### To do
Locate the line bearing "Need: a point for each instance of the white cloud, laid" in the material below, then reproduce it and each following line up to and including the line bearing "Need: a point for each instance of the white iceberg, laid".

** Opening Records shown block **

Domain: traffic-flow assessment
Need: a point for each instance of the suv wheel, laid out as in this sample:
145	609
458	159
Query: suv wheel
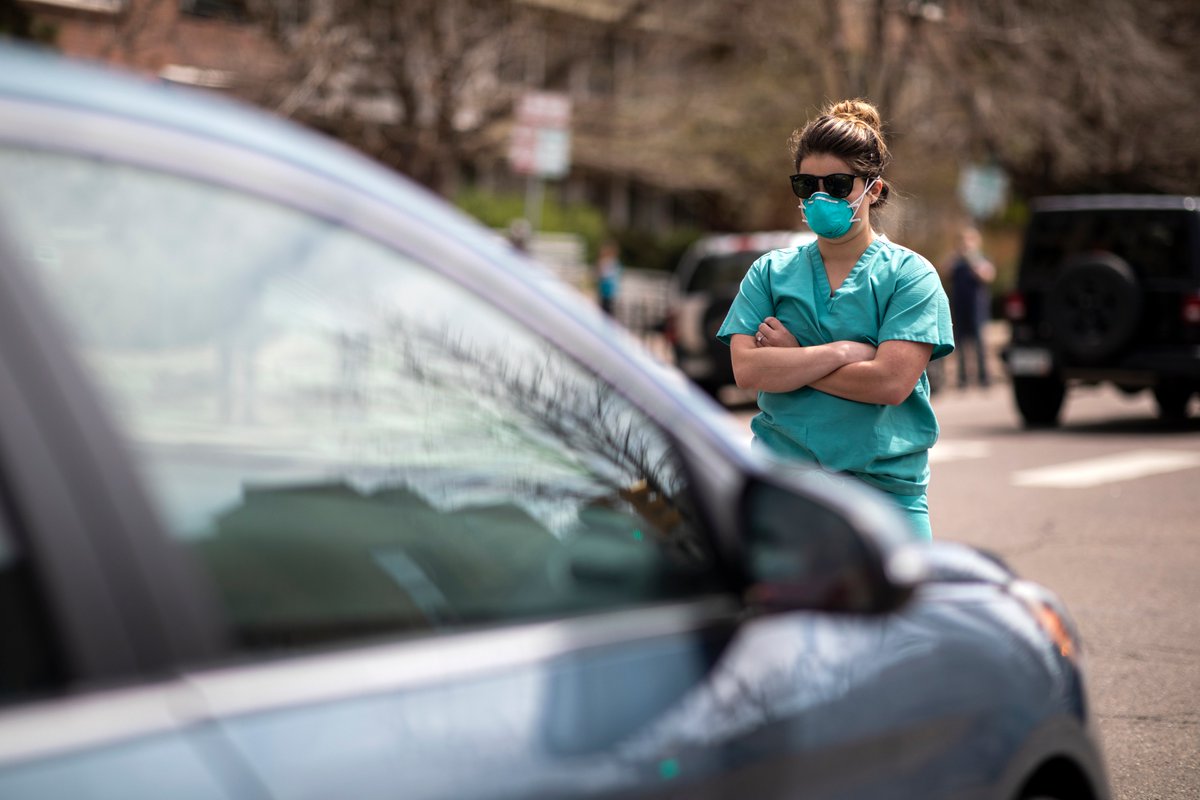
1173	401
1095	306
1039	400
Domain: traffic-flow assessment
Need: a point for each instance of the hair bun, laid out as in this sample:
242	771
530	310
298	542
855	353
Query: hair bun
857	110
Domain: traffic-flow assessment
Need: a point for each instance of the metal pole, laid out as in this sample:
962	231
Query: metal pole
535	191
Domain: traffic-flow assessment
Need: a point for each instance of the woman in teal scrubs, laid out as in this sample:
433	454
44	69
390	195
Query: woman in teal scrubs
835	335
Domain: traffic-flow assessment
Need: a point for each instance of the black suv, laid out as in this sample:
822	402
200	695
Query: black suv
1108	290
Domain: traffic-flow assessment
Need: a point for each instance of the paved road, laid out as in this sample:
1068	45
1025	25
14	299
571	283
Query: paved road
1105	511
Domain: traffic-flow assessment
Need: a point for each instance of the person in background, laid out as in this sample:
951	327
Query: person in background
609	275
835	335
971	275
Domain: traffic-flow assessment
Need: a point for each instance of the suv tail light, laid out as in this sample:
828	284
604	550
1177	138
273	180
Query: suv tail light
1191	310
1014	306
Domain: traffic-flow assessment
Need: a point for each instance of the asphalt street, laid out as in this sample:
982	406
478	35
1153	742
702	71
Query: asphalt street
1105	511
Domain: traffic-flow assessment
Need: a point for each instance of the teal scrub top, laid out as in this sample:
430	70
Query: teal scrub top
892	293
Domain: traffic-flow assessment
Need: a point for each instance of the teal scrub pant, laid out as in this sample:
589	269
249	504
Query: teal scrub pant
916	509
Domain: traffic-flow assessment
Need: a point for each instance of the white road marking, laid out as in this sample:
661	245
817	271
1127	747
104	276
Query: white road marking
1108	469
952	450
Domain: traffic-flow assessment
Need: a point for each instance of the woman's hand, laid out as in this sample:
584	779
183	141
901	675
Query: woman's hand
856	352
773	334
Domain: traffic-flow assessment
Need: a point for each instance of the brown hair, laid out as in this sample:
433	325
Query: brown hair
852	131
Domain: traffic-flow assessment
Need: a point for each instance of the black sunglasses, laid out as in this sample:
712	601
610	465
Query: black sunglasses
838	185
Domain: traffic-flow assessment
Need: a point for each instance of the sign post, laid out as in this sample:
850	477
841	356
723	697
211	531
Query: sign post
541	145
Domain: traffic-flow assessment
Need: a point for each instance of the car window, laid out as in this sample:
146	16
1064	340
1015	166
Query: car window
29	661
349	443
1152	241
721	272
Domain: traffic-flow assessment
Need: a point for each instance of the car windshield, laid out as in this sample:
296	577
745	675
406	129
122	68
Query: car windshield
349	439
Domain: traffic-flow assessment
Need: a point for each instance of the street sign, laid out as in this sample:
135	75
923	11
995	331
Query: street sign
983	190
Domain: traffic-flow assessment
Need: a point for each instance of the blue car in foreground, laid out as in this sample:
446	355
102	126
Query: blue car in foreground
312	488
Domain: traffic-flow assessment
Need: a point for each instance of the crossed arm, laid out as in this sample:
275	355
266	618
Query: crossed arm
850	370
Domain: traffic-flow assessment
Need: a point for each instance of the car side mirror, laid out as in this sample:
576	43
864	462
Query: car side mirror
826	548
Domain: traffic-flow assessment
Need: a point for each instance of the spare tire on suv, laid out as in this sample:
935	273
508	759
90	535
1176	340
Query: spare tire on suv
1108	290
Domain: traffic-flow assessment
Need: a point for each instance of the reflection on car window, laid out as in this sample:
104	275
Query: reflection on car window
352	443
1155	242
721	271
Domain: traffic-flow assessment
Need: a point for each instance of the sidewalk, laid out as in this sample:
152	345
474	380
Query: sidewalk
995	340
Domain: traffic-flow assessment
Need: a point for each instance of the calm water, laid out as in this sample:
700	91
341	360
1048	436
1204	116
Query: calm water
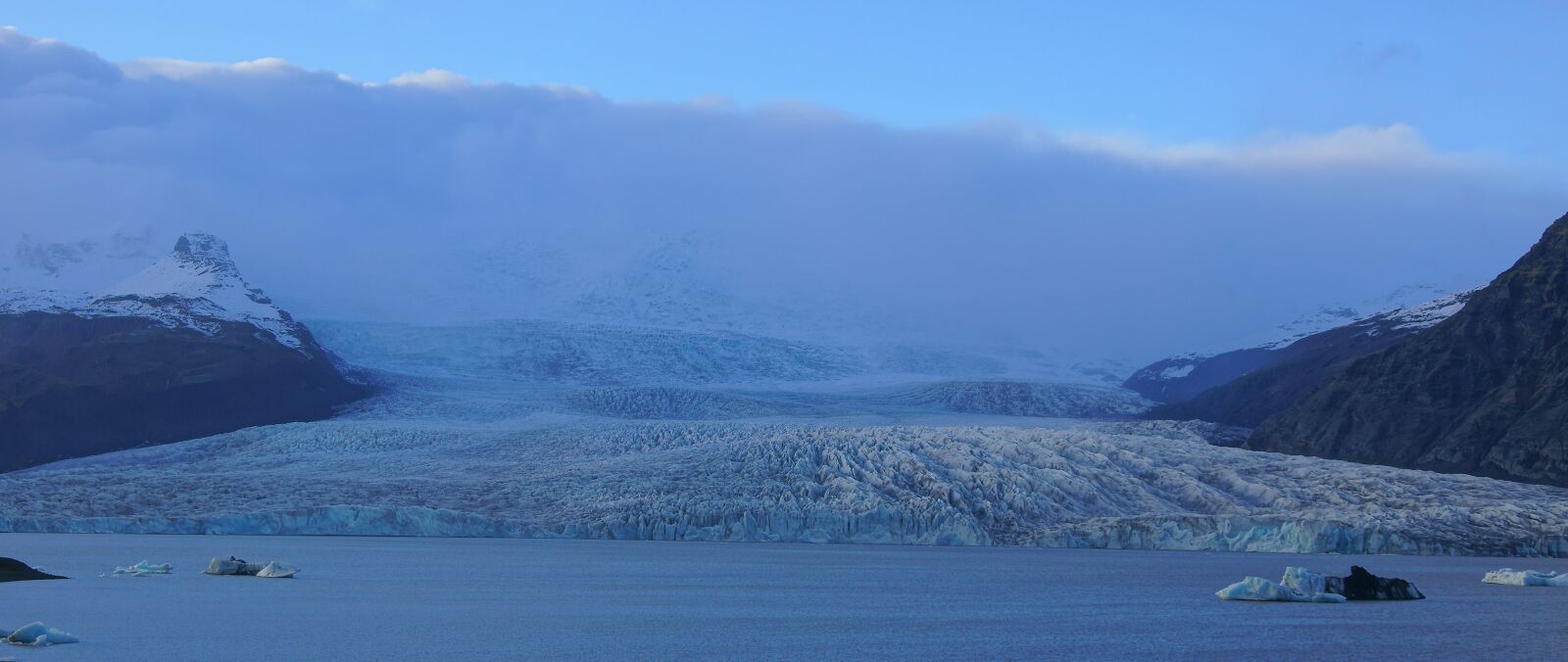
452	599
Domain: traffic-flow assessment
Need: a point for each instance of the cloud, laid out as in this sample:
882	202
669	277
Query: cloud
433	197
431	78
1392	146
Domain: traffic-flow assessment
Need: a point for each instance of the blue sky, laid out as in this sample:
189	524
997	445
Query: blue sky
1470	77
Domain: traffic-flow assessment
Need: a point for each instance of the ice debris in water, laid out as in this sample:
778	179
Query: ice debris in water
1288	591
141	570
278	571
1303	586
258	570
38	634
1526	578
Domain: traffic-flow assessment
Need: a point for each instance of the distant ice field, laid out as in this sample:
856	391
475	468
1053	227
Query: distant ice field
549	430
465	598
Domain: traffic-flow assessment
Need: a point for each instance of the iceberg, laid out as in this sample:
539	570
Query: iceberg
1262	591
247	568
232	567
1303	586
1526	578
141	570
38	634
278	571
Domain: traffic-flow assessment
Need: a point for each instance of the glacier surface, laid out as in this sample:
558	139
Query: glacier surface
632	433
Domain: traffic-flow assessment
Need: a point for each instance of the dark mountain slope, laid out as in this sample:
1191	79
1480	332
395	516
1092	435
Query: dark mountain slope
1481	393
180	351
1298	367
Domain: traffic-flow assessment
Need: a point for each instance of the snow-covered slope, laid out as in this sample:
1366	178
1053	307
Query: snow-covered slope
1137	485
196	286
1181	378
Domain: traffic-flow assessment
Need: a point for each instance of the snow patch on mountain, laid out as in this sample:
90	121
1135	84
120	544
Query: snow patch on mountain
196	286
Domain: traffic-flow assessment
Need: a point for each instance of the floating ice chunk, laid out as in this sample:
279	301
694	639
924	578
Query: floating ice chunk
1305	581
38	634
141	570
1526	578
242	567
1262	591
276	571
232	567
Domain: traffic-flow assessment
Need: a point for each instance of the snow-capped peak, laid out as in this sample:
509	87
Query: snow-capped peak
200	267
195	286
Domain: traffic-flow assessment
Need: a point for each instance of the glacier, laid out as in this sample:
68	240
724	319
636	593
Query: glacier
554	430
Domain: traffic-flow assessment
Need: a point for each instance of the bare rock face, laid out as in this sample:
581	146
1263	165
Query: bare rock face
1481	393
1361	584
1294	370
13	570
177	352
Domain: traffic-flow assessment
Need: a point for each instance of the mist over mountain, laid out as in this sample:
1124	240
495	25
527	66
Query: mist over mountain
431	198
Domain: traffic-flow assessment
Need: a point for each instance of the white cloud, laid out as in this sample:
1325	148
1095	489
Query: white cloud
336	193
431	78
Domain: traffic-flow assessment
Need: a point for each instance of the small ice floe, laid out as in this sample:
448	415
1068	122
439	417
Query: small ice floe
278	571
1298	586
1526	578
38	634
13	570
141	570
1303	586
256	570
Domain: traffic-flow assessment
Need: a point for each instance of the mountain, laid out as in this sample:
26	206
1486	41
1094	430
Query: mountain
1388	318
1278	377
1481	393
180	351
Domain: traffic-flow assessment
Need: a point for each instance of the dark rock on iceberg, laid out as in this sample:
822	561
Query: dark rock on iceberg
1366	586
13	570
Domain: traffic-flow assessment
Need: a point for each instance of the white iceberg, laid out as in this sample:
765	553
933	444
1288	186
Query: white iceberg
1262	591
258	570
232	567
278	571
1298	586
141	570
38	634
1526	578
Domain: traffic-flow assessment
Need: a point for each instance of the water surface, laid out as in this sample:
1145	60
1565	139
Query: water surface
478	598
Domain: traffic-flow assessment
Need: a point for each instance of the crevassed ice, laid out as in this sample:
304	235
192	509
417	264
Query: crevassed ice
1149	485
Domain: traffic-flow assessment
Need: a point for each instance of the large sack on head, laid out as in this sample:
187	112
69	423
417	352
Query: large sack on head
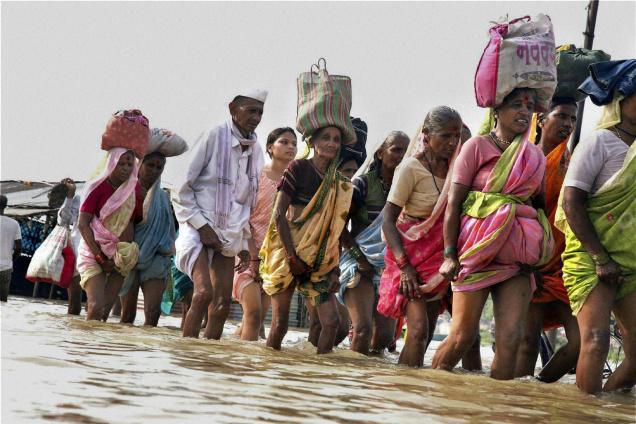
520	53
323	101
573	68
165	142
54	260
127	129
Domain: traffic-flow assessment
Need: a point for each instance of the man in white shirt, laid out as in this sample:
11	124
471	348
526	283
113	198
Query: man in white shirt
10	248
213	207
67	216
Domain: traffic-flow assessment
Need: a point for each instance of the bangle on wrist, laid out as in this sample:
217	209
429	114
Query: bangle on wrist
601	259
356	253
450	250
402	261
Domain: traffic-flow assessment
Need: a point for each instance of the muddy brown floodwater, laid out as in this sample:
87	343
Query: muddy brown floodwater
60	368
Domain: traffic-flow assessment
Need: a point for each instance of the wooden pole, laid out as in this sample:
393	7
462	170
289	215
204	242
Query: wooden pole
592	9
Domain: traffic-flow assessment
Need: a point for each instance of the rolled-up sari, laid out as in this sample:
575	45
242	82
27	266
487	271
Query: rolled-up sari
499	229
113	219
315	234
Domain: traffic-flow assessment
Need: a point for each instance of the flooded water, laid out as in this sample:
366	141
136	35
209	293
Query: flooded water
60	368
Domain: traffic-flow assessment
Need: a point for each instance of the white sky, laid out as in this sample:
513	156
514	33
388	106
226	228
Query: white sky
66	67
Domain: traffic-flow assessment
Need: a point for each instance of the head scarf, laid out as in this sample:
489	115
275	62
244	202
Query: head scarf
104	170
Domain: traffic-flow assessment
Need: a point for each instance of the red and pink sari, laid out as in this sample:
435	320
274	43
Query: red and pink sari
499	228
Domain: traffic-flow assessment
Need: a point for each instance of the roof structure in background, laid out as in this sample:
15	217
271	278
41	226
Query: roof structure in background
29	198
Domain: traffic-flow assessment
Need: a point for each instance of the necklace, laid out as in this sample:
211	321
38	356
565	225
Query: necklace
430	167
624	131
322	174
619	135
498	140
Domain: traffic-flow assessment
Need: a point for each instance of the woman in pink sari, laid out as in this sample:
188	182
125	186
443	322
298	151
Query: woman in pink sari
281	148
413	216
495	234
106	252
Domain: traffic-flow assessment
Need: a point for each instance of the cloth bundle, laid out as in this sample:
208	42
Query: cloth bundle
573	68
54	260
608	78
324	101
127	129
520	54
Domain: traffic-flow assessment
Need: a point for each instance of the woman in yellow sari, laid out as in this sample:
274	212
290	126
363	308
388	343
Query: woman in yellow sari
301	248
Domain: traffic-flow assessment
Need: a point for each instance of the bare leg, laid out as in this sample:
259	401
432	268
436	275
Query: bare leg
383	332
314	324
251	303
265	302
529	347
201	298
344	323
95	292
467	308
565	358
111	292
432	313
593	320
185	305
74	297
417	334
625	374
280	317
329	321
510	300
221	276
153	292
360	301
115	307
129	303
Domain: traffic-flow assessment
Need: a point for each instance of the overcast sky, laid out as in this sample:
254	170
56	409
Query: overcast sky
66	67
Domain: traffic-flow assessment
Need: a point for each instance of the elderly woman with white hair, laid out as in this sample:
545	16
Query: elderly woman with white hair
155	234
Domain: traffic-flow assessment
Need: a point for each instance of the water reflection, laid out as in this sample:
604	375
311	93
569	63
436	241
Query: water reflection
59	368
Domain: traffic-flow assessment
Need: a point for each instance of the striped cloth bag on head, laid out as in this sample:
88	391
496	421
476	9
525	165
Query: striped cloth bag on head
323	101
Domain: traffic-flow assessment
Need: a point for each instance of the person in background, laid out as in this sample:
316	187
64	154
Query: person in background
301	249
110	206
351	159
550	305
213	205
281	148
362	261
67	216
155	234
411	285
10	248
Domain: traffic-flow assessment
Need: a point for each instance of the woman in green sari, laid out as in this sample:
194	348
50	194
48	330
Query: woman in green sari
599	201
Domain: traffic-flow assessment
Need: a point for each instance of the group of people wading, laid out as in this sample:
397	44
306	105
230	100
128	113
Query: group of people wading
438	222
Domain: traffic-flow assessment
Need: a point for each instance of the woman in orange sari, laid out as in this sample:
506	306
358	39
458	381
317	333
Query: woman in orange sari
550	306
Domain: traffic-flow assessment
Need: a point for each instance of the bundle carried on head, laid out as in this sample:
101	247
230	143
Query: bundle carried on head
573	68
127	129
520	54
166	143
356	151
324	101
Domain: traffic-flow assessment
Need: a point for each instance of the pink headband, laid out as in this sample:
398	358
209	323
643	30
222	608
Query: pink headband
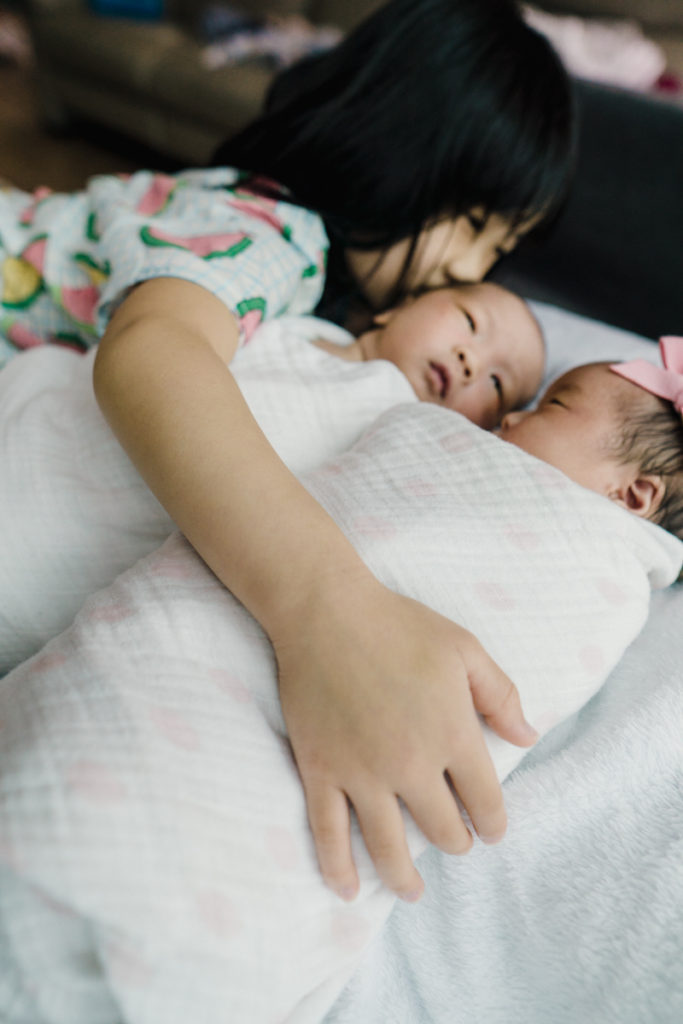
667	383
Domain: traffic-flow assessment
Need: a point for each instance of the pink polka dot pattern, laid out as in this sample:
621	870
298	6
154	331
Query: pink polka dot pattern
592	658
283	847
612	591
374	526
110	613
95	782
127	968
495	596
50	659
525	540
230	684
349	930
175	728
176	568
420	487
218	913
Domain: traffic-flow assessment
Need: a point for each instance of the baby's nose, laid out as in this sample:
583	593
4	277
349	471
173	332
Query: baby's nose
512	419
467	364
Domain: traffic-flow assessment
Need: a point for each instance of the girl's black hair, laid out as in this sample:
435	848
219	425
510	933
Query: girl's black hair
428	109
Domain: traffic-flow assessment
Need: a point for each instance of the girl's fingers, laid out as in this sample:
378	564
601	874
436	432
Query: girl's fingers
497	698
435	812
473	777
330	823
384	834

** Closing Records shown block **

### Written response
Need: a point for each instance of the white cloud, laid out as in this sample:
1325	148
1095	489
Query: white cloud
336	193
431	78
Domain: traffic-flow assessment
Need: a point for each instance of the small ice floe, laid out as in this sample:
448	415
1068	122
439	417
Query: small ice floe
278	571
1298	586
1526	578
38	634
13	570
141	570
1303	586
256	570
Domain: traffic-flow assessment
Need: a point for each instance of the mountain, laid out as in this sample:
26	206
1486	41
1094	430
Query: mountain
1388	318
1278	377
1481	393
180	351
Domain: traffic-flow assessment
Need: a point for each instance of the dark rock on iceberg, laid out as in this sample:
822	561
Query: dark rock on iceberg
1366	586
13	570
Domain: traffic-flow assessment
Need: a point for each instance of the white iceberg, laid out as in this sample:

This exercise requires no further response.